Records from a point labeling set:
-.-.-

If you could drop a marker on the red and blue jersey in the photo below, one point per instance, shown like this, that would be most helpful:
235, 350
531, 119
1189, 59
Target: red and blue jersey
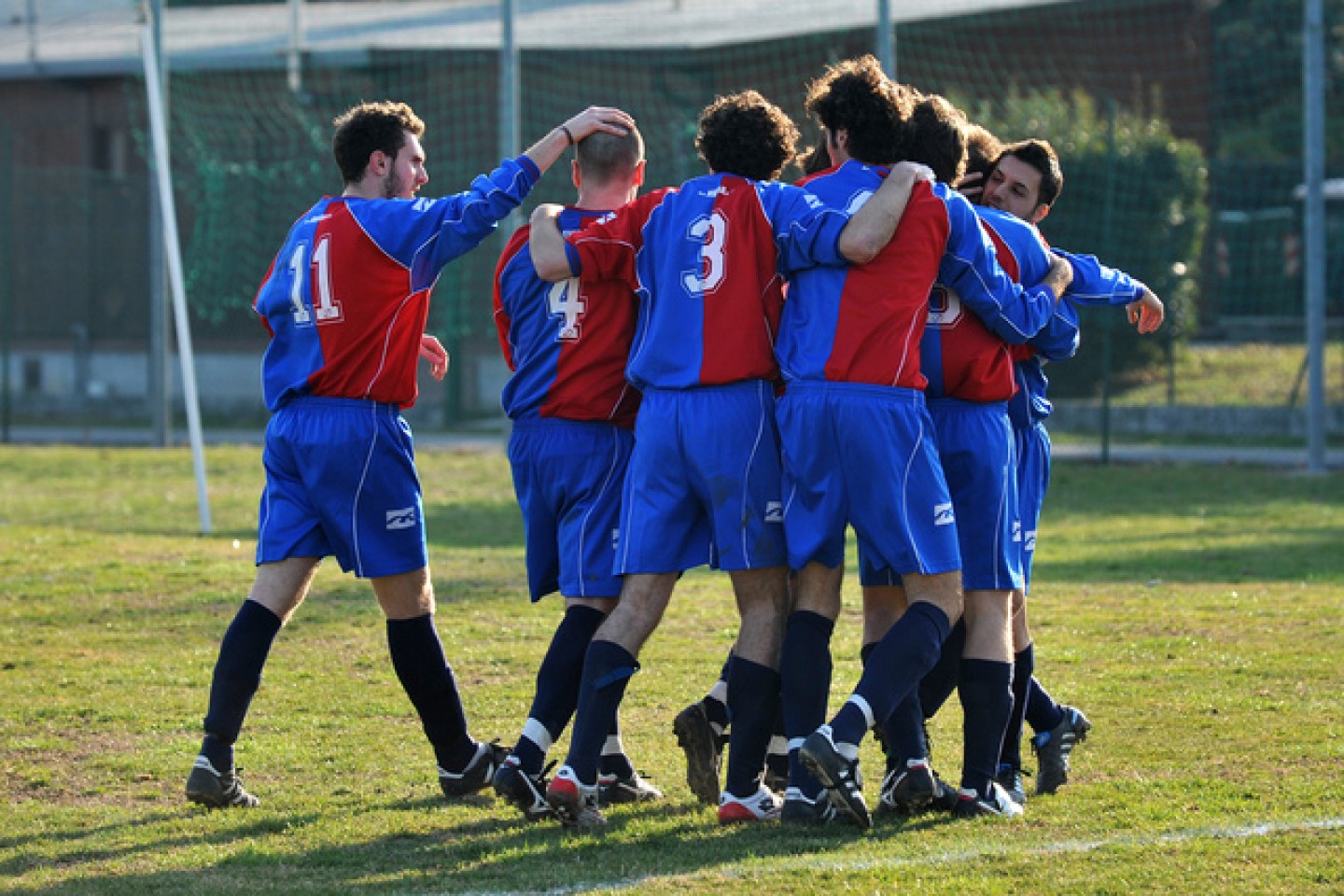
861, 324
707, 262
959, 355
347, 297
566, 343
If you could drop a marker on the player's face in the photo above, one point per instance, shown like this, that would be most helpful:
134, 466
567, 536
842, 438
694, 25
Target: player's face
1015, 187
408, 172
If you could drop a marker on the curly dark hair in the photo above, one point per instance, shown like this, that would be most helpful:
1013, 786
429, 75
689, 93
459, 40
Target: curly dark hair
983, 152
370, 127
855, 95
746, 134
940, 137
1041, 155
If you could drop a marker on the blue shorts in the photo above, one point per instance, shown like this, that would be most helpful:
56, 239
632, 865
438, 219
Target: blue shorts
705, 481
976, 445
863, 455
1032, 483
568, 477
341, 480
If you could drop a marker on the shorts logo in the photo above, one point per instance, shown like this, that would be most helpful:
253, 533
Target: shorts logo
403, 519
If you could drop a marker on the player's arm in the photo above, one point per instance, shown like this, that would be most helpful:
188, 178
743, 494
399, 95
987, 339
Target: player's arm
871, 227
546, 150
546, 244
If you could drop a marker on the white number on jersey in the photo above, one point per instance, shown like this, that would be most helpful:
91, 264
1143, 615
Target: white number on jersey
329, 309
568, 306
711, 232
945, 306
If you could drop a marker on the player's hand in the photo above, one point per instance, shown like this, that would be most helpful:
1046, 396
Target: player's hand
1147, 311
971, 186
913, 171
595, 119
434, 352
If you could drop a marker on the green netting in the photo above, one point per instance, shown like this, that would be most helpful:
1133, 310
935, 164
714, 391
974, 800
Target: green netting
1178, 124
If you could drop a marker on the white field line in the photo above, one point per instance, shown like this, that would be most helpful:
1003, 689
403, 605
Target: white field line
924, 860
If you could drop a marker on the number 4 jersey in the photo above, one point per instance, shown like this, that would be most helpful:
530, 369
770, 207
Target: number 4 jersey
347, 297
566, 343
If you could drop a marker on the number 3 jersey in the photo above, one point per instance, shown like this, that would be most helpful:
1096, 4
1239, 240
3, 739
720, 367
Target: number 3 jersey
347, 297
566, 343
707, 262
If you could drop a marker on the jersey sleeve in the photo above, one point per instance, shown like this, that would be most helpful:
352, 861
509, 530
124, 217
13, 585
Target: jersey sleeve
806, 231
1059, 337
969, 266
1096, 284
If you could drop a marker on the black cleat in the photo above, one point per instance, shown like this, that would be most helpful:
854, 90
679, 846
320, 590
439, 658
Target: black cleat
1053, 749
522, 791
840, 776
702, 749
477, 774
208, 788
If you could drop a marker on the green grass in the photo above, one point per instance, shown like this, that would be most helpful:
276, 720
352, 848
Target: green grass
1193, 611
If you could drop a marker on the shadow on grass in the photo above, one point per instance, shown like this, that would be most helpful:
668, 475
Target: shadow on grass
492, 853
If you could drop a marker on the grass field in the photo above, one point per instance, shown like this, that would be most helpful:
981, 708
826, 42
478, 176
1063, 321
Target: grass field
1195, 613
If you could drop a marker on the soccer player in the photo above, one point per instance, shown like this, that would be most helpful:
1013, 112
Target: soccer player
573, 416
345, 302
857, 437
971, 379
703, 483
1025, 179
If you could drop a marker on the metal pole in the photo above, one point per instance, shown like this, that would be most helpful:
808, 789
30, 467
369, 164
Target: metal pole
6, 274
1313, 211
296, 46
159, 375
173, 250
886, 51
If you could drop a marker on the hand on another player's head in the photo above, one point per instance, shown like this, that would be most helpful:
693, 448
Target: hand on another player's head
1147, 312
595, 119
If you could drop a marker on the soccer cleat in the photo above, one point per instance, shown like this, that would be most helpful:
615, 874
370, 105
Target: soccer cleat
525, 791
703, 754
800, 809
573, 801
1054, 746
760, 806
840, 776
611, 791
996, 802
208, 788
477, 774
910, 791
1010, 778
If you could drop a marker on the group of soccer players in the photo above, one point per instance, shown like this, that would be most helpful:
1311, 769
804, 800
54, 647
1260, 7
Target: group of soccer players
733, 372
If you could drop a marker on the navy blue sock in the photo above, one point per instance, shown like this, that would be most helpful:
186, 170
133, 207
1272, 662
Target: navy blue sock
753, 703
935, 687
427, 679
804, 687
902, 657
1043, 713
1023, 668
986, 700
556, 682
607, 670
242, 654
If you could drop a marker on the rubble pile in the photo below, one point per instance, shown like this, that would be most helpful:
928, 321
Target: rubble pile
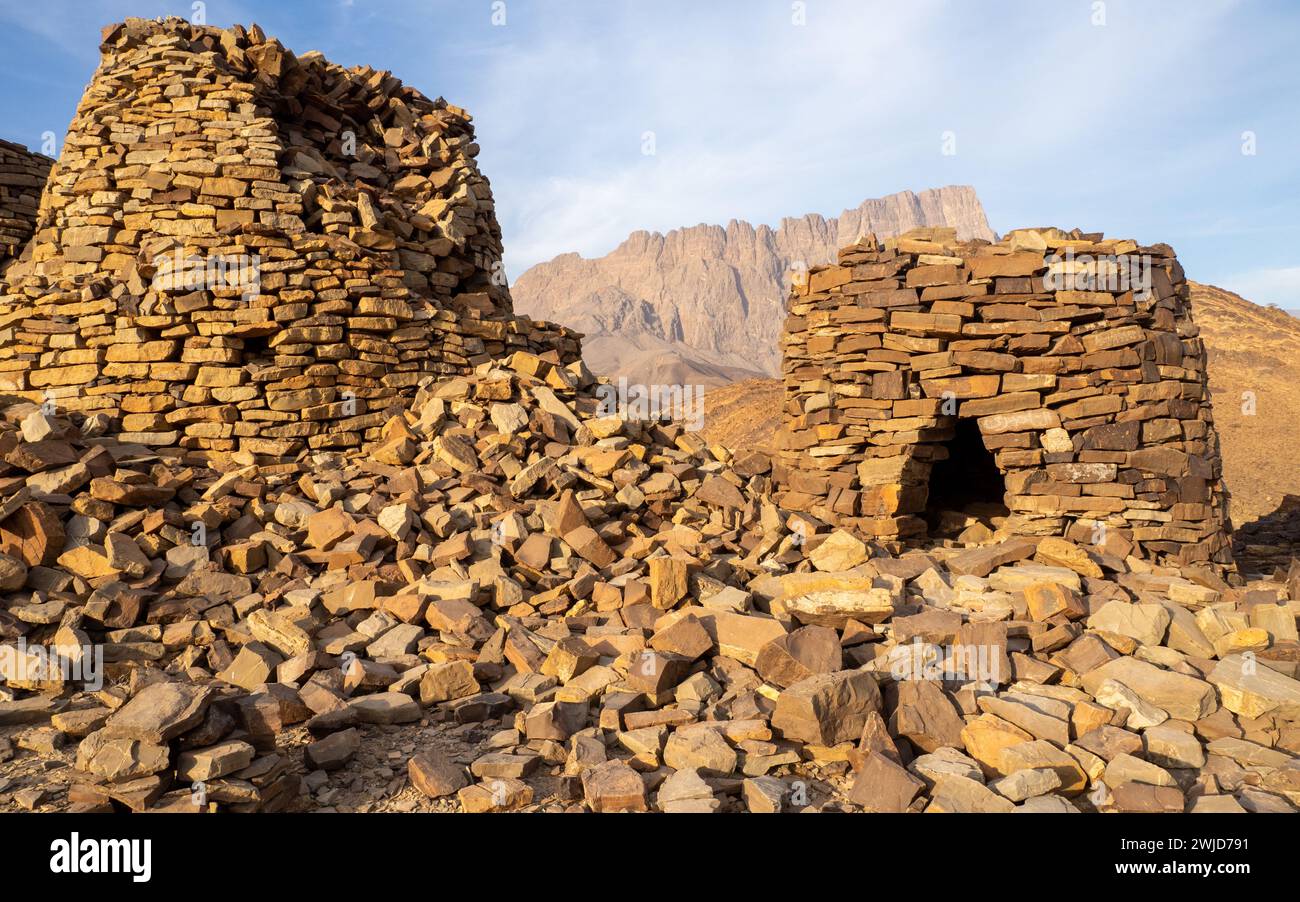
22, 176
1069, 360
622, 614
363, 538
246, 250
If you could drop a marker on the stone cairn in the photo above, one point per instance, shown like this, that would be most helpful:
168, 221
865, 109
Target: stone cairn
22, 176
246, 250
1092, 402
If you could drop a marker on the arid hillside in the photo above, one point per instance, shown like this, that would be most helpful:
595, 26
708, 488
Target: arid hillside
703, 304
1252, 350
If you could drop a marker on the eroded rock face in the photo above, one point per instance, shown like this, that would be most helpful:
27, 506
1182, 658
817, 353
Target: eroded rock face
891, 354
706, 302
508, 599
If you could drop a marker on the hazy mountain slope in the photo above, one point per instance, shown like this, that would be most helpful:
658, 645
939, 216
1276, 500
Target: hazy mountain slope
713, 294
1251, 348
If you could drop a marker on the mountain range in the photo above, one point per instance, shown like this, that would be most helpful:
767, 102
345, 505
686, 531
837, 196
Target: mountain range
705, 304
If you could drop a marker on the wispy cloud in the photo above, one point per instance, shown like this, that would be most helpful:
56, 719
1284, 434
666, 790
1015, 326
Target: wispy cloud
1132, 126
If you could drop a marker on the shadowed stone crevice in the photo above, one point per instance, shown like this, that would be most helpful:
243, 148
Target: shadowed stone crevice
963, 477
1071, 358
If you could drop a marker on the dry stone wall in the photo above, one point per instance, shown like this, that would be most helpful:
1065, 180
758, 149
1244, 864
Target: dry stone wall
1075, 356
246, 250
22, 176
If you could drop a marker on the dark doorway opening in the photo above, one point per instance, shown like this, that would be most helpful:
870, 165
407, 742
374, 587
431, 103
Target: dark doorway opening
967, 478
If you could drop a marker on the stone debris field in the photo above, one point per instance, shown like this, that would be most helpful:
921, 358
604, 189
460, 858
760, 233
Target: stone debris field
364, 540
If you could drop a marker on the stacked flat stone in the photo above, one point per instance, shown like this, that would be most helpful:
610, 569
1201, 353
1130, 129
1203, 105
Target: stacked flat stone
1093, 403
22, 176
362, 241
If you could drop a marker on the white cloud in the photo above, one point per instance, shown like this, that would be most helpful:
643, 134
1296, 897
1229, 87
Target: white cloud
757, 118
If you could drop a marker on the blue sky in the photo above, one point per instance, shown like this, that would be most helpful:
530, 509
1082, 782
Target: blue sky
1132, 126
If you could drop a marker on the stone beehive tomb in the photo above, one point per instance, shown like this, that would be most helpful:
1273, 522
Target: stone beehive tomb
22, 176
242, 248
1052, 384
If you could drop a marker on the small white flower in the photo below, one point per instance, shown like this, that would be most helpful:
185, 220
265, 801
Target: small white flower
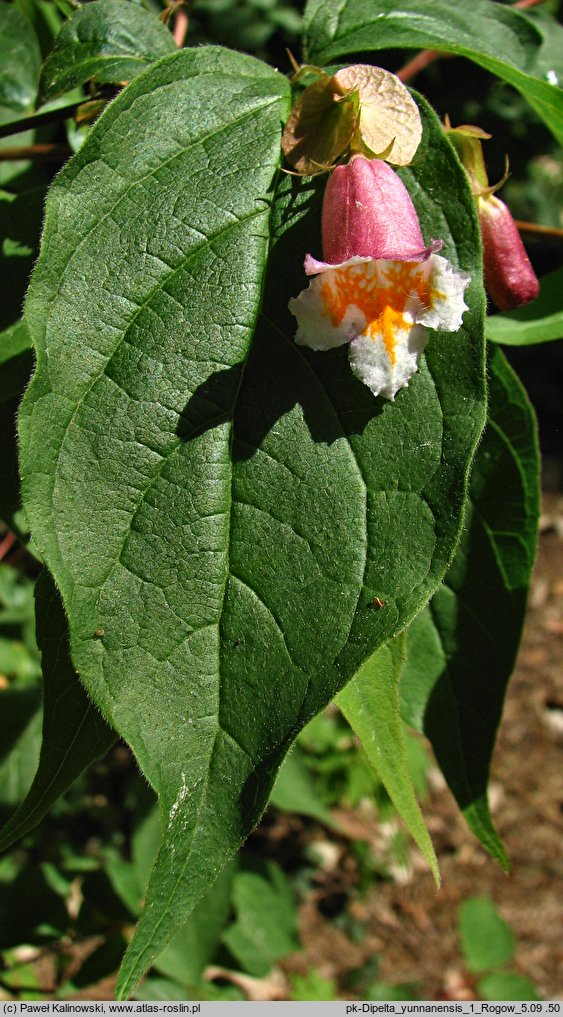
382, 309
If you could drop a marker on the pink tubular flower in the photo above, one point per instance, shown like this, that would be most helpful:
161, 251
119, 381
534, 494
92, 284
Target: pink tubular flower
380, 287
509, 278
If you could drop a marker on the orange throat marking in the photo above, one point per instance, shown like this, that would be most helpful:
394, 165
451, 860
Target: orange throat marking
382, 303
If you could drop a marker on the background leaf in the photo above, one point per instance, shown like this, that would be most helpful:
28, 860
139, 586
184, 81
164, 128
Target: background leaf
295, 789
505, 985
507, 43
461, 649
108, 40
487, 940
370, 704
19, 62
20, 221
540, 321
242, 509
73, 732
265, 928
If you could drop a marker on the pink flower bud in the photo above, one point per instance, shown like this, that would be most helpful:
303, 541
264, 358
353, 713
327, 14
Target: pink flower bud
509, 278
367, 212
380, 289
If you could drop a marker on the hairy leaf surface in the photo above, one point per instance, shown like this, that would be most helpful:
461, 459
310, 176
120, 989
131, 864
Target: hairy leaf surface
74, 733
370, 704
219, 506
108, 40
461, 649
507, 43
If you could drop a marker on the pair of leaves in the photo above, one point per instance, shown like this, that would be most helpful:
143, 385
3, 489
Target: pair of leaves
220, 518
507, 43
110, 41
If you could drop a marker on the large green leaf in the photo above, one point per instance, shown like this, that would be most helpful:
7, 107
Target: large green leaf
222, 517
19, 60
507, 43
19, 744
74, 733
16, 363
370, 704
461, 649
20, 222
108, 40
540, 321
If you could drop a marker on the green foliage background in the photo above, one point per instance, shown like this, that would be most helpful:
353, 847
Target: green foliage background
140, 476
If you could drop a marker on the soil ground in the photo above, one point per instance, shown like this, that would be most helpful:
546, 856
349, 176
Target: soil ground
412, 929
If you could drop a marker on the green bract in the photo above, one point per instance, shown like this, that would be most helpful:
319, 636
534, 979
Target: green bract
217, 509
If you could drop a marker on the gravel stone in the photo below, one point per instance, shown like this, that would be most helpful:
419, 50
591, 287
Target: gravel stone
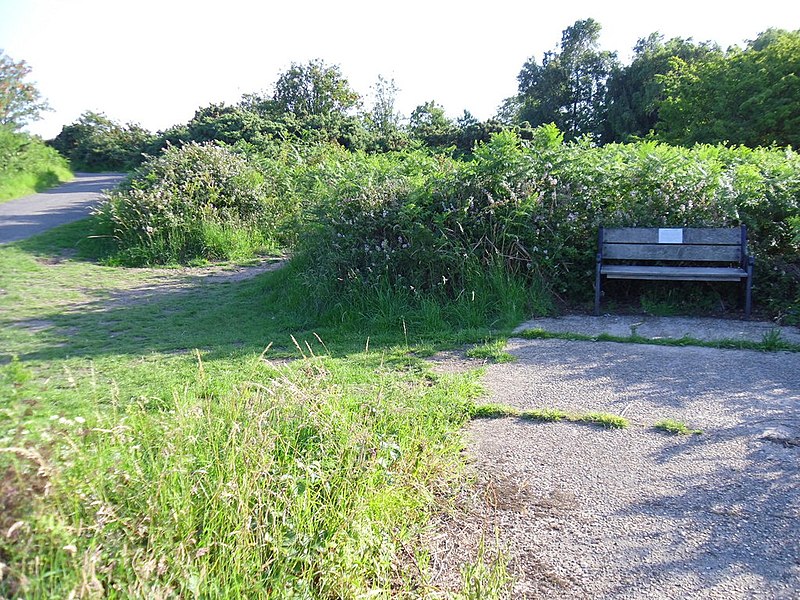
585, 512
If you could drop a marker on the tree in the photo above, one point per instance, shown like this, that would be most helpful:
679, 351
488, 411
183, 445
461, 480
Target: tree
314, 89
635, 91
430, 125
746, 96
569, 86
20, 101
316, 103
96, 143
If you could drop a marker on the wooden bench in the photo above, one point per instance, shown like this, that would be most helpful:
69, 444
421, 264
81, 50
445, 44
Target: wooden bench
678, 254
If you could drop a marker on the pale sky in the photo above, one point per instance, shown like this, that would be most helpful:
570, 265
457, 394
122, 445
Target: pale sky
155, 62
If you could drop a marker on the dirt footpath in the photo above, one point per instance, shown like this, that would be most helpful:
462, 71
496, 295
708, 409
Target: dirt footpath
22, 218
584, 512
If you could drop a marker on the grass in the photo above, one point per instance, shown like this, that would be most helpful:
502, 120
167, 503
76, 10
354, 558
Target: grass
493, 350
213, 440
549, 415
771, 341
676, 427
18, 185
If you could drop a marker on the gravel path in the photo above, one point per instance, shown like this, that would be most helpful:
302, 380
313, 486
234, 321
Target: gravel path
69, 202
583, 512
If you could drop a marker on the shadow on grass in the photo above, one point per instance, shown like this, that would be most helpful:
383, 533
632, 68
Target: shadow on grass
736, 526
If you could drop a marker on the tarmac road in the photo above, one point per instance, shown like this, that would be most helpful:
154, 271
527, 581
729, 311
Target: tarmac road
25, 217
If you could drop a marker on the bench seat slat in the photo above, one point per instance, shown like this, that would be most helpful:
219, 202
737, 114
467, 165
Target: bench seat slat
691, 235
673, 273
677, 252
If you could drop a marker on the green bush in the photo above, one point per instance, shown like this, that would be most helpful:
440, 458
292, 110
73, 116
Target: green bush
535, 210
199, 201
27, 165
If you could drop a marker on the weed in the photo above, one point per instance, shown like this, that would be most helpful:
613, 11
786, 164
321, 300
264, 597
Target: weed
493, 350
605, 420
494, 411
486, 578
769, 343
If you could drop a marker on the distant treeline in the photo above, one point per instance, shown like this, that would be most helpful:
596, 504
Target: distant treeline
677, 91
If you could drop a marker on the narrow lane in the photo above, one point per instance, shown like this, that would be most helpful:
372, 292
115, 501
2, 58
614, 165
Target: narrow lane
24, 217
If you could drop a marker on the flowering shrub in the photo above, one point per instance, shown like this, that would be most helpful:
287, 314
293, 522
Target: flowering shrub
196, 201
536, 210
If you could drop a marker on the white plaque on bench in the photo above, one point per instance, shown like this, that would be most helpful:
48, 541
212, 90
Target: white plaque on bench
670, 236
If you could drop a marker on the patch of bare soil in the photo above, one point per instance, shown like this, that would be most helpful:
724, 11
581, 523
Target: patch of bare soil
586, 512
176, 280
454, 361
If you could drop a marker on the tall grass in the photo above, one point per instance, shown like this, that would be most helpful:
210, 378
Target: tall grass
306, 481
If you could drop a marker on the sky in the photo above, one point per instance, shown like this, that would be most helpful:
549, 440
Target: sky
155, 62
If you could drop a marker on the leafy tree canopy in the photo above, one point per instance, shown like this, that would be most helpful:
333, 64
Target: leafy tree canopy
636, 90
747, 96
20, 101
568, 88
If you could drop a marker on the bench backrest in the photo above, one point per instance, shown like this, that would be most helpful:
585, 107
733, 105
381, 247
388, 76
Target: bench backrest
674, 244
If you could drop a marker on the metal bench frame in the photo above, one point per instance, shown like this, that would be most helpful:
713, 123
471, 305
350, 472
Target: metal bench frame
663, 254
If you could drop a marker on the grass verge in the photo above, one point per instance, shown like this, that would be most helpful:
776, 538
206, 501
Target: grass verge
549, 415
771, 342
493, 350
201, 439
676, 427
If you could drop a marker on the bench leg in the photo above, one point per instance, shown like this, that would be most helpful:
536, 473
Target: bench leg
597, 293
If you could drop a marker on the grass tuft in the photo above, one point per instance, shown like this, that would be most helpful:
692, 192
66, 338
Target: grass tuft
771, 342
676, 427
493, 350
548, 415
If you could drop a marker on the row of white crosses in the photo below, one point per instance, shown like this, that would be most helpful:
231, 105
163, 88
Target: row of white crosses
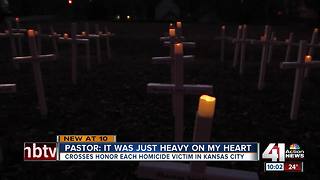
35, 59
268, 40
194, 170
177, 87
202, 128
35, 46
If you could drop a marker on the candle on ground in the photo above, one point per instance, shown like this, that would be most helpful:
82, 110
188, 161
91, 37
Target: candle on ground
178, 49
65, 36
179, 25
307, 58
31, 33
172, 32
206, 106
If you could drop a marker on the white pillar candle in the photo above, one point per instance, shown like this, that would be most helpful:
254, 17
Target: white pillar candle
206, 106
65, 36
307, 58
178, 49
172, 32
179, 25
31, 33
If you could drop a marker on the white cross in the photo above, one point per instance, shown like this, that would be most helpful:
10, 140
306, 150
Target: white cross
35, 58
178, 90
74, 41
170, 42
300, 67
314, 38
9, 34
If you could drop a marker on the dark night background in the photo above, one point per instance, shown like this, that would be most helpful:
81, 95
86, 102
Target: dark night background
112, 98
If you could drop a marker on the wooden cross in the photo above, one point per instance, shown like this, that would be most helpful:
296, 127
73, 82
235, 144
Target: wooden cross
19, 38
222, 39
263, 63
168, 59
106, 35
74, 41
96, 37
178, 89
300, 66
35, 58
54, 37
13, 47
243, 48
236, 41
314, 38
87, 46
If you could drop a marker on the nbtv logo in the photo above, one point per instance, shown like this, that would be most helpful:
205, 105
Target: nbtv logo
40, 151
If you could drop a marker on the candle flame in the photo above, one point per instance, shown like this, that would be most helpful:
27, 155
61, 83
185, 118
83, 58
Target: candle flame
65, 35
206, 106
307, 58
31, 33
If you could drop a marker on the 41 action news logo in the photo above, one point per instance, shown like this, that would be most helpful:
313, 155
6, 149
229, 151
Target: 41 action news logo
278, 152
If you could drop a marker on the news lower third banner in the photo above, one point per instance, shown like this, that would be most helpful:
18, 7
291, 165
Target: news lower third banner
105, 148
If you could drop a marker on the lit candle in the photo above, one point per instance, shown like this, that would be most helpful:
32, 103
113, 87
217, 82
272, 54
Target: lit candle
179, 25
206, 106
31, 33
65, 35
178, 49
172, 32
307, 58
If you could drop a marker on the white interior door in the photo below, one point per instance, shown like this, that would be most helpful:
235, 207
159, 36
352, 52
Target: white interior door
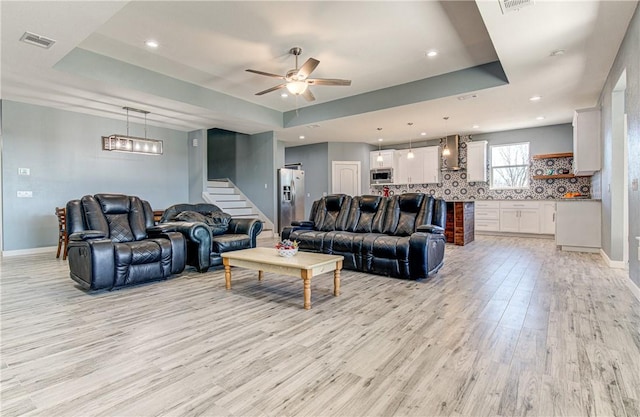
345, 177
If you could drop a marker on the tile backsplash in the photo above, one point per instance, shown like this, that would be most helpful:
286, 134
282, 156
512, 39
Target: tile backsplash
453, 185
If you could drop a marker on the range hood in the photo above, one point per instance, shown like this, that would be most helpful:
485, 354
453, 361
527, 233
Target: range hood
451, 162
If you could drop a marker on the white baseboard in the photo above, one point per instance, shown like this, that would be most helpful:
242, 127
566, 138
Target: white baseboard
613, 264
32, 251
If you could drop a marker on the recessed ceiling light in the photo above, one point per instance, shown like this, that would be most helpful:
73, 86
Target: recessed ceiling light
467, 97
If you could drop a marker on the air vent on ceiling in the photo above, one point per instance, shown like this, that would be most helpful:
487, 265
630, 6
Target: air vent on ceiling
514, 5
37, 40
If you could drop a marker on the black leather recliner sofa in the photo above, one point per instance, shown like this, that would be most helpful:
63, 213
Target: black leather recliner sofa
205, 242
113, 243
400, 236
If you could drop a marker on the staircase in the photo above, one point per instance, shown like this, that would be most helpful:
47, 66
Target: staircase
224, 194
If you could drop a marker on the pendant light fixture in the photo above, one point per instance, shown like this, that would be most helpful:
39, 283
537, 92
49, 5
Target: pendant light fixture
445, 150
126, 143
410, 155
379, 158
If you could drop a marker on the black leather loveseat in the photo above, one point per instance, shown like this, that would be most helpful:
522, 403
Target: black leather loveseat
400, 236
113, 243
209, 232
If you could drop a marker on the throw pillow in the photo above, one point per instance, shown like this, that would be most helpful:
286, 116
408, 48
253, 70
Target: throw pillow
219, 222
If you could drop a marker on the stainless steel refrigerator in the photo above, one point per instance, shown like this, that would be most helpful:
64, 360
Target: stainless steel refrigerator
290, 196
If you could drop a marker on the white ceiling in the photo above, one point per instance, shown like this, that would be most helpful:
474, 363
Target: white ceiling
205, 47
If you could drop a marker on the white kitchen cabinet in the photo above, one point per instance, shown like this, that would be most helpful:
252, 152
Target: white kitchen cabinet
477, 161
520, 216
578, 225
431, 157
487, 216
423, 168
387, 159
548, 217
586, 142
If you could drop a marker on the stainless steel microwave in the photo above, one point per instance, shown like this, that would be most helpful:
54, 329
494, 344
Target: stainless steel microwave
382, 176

-.-.-

Repeat exactly, and only, the lines from the line containing "If you could drop a marker on the black leather loveseat" through the last line of the records above, both included.

## Solution for this task
If you could drop a marker on the black leather loveseat in the photo above, one point per instance, shown like this, that would be most helpful:
522, 403
Target: black leather loveseat
400, 236
113, 243
209, 232
If you could drop a marker on the throw pillow in the photo above, one point per instance, shown like this, that would be most helpful:
286, 116
408, 48
253, 70
Target: throw pillow
219, 222
If you could drop a marker on the stainless steel refrigerator in the photo above, one point per instance, shown like this, that would be most helpful:
64, 360
Target: stainless steel refrigerator
290, 196
If you could drop a marker on the white ceiling in the photo above, one point per instance, shown like this, that would be most helpful:
474, 363
Target: white ceiling
205, 47
If you could drop a marker on the white kitchen cabinet in the photo above, one point per instance, shown like this, that would be most helpful:
252, 152
Target: white kitchen cabinet
477, 161
520, 216
578, 225
431, 157
487, 216
423, 168
387, 159
548, 217
586, 142
If you could drop a marker on the stainless steel microwave in the photo above, one point per instance, shown like this, that would be most helpful:
54, 329
494, 344
Target: stainless steel microwave
382, 176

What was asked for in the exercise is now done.